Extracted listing
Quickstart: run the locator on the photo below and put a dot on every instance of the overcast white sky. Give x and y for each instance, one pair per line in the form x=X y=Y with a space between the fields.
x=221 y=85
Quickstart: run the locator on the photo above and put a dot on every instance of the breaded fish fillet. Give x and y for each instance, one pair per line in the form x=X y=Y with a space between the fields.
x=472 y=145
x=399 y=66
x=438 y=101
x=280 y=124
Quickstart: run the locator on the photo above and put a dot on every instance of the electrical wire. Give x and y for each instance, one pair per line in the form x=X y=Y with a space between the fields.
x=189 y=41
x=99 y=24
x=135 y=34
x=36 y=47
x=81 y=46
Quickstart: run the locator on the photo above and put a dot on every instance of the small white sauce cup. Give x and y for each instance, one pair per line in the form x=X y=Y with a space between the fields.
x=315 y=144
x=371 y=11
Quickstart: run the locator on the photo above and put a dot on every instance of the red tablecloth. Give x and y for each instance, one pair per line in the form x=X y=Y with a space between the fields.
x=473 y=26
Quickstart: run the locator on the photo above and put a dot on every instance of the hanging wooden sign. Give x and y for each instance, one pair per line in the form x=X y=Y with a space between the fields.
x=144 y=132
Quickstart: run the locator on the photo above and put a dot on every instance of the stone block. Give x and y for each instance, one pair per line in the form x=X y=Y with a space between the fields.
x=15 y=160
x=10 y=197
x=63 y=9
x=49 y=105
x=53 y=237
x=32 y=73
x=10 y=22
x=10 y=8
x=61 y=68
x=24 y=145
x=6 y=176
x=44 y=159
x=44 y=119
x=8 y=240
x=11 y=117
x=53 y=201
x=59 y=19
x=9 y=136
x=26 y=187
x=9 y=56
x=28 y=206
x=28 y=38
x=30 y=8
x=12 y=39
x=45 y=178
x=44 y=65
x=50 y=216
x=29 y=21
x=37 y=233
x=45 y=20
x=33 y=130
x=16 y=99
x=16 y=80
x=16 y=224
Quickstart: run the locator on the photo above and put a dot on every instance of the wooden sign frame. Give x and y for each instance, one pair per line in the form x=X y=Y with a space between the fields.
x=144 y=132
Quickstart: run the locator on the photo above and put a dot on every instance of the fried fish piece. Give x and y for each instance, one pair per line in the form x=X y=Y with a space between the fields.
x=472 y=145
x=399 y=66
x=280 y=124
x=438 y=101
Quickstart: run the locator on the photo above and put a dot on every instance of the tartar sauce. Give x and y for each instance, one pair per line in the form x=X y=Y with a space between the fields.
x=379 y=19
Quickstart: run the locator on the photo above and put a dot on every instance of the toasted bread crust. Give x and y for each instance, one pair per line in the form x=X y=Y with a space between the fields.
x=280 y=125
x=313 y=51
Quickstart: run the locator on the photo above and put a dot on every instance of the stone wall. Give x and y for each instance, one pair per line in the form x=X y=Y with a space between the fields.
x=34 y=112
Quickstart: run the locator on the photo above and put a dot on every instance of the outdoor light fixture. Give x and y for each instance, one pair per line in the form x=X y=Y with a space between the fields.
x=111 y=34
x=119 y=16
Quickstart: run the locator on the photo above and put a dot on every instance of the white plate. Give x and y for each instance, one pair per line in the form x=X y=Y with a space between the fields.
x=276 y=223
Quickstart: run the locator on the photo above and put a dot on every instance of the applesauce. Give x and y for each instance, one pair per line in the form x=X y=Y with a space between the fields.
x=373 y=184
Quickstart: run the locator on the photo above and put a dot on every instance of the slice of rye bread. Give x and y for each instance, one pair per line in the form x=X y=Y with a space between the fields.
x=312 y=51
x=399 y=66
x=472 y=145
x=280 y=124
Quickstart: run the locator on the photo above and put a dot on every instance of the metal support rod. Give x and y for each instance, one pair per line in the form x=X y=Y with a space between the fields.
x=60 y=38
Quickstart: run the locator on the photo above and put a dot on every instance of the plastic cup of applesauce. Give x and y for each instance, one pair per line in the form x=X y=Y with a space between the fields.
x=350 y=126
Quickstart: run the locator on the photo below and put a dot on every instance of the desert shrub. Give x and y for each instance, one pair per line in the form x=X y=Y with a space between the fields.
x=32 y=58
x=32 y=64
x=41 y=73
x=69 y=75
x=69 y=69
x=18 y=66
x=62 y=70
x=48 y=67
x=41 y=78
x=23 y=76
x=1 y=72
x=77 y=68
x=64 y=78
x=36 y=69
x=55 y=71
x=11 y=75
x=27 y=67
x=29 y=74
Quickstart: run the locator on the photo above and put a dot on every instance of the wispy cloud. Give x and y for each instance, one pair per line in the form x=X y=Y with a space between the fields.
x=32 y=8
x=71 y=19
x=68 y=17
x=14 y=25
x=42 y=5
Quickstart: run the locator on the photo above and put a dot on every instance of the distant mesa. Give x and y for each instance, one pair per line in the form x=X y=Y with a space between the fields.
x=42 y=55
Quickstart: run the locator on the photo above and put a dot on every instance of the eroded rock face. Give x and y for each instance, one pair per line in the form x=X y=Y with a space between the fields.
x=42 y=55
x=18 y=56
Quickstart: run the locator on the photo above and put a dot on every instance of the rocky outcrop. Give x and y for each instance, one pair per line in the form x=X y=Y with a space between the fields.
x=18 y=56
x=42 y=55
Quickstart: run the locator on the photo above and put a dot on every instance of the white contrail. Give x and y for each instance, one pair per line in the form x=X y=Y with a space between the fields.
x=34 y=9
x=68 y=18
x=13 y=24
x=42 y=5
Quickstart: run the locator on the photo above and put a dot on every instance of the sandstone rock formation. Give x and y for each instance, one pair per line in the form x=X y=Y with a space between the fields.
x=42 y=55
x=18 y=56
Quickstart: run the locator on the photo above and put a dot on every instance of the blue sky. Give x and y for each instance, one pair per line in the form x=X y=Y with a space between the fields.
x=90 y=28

EXERCISE INSTRUCTIONS —
Copy the listing above line for line, changing nothing.

WRITTEN ANSWER —
Quickstart: run the locator on the photo below and put a dot on every instance of the overcast white sky. Give x and y for each instance, one pair per line in the form x=X y=Y with a space between the fields.
x=221 y=85
Quickstart: run the locator on the photo above and put a dot on every instance of the breaded fish fillet. Give x and y for each instance, one pair per line in the form x=X y=Y with a space between the fields.
x=472 y=145
x=399 y=66
x=438 y=101
x=280 y=124
Quickstart: run the locator on the photo above and put a dot on every instance of the electrical wire. Give x and y for each instance, one pair per line in the form x=X y=Y with a space between the fields.
x=189 y=41
x=99 y=24
x=135 y=34
x=36 y=47
x=81 y=46
Quickstart: run the locator on the photo above and put a dot on every instance of the small white sauce cup. Give x and y for each instance, one pair per line in the form x=X y=Y with a space between the fields.
x=315 y=144
x=371 y=11
Quickstart: run the locator on the photo above and put a dot on every instance of the red tablecloth. Give x and y for each instance, one pair per line in the form x=X y=Y with a space between the fields.
x=473 y=26
Quickstart: run the locator on the photo above and put a dot on every instance of the hanging wooden sign. Give x and y for each instance, one pair per line in the form x=X y=Y with a space between the fields.
x=144 y=132
Quickstart: run the locator on the photo above and put a dot on every instance of the stone block. Give x and y for each instance, one pair per line in the form x=X y=Y with a space between the fields.
x=15 y=160
x=10 y=197
x=63 y=9
x=49 y=105
x=53 y=237
x=32 y=73
x=10 y=22
x=10 y=8
x=61 y=68
x=24 y=145
x=6 y=176
x=44 y=159
x=44 y=119
x=8 y=240
x=11 y=117
x=53 y=201
x=59 y=19
x=9 y=136
x=26 y=187
x=9 y=56
x=28 y=206
x=28 y=38
x=30 y=8
x=12 y=39
x=45 y=178
x=44 y=65
x=50 y=216
x=29 y=21
x=37 y=233
x=45 y=20
x=33 y=130
x=16 y=99
x=16 y=80
x=16 y=224
Quickstart: run the locator on the photo above and put a dot on every instance of the wooden sign frame. Give x and y for each instance, one pair per line in the form x=X y=Y with a space between the fields.
x=144 y=132
Quickstart: run the locator on the photo above and put a dot on every instance of the fried fish piece. Give x and y for each instance, one pair per line in the form x=X y=Y with a space between the fields.
x=472 y=145
x=399 y=66
x=280 y=124
x=438 y=101
Quickstart: run the locator on the photo above and put a dot on every instance of the tartar sauce. Give x and y for each instance, one pair per line in the form x=X y=Y with a space between the fields.
x=379 y=19
Quickstart: run the locator on the photo above and put a dot on every instance of the toasted bread crust. Give x and y for each instance, one pair per line in the form x=X y=Y with a space between the fields.
x=280 y=125
x=313 y=51
Quickstart: run the locator on the photo above and put a dot on every instance of the stone wall. Give x and y for each instance, one pair per line in the form x=X y=Y with a space between the fields.
x=34 y=112
Quickstart: run the locator on the photo above and put a dot on every instance of the outdoor light fixture. Give x and y for each instance, one pair per line in the form x=X y=Y with a space between the fields.
x=111 y=34
x=119 y=16
Quickstart: run the locator on the photo above and put a dot on every instance of the white plate. Give x and y for each instance, one pair per line in the form x=X y=Y with a space between the fields.
x=276 y=223
Quickstart: run the locator on the photo above and put a dot on every instance of the applesauce. Give x and y for each instance, one pair per line in the form x=X y=Y with a space between the fields.
x=373 y=184
Quickstart: run the locator on the photo above and put a dot on every instance of the slice of rye bread. Give x and y for each instance, one pair per line in the form x=X y=Y with a space between the fields.
x=312 y=51
x=399 y=66
x=472 y=145
x=280 y=124
Quickstart: run the locator on the photo above and put a dot on every instance of the metal support rod. Give x and y for each instance, one pair per line in the form x=X y=Y with a space between the fields.
x=60 y=38
Quickstart: run the locator on the photo above and put a dot on every instance of the plastic cup of applesauce. Give x and y for each instance, one pair per line in the form x=X y=Y with a space between the fields.
x=350 y=126
Quickstart: run the locator on the photo below and put a dot on every instance of the desert shrub. Give x and y for each instance, one pair per line in the form x=X y=Y with a space between the fields.
x=32 y=58
x=32 y=64
x=41 y=73
x=69 y=75
x=69 y=69
x=18 y=66
x=62 y=70
x=48 y=67
x=41 y=78
x=23 y=76
x=1 y=72
x=77 y=68
x=64 y=78
x=36 y=69
x=55 y=71
x=11 y=75
x=27 y=67
x=29 y=74
Quickstart: run the locator on the photo above and put a dot on every instance of the wispy cloud. Give x and y for each instance, one pair per line in the form x=X y=Y with a space between the fields.
x=32 y=8
x=71 y=19
x=68 y=17
x=14 y=25
x=42 y=5
Quickstart: run the locator on the photo above and put a dot on every instance of the distant mesa. Give x and y for each instance, one pair per line in the form x=X y=Y with a space between the fields.
x=42 y=55
Quickstart: run the locator on the photo above and put a dot on every instance of the eroded rock face. Give x and y for each instance, one pair per line in the form x=X y=Y with a space between the fields.
x=42 y=55
x=18 y=56
Quickstart: run the locator on the photo above and put a dot on every instance of the rocky outcrop. Give x and y for each instance, one pair per line in the form x=X y=Y with a space between the fields.
x=18 y=56
x=42 y=55
Quickstart: run the locator on the photo above and put a dot on every instance of the white contrail. Give x and y for each instance, one pair per line in the form x=X y=Y with a space between the fields.
x=34 y=9
x=68 y=18
x=13 y=24
x=42 y=5
Quickstart: run the locator on the photo above and put a dot on every instance of the sandstone rock formation. Give x and y for each instance, one pair per line in the form x=X y=Y with a space between the fields.
x=42 y=55
x=18 y=56
Quickstart: run the locator on the photo above and put a dot on every instance of the blue sky. Give x and y for each instance, one pair per line in the form x=X y=Y with a space between the fields.
x=90 y=28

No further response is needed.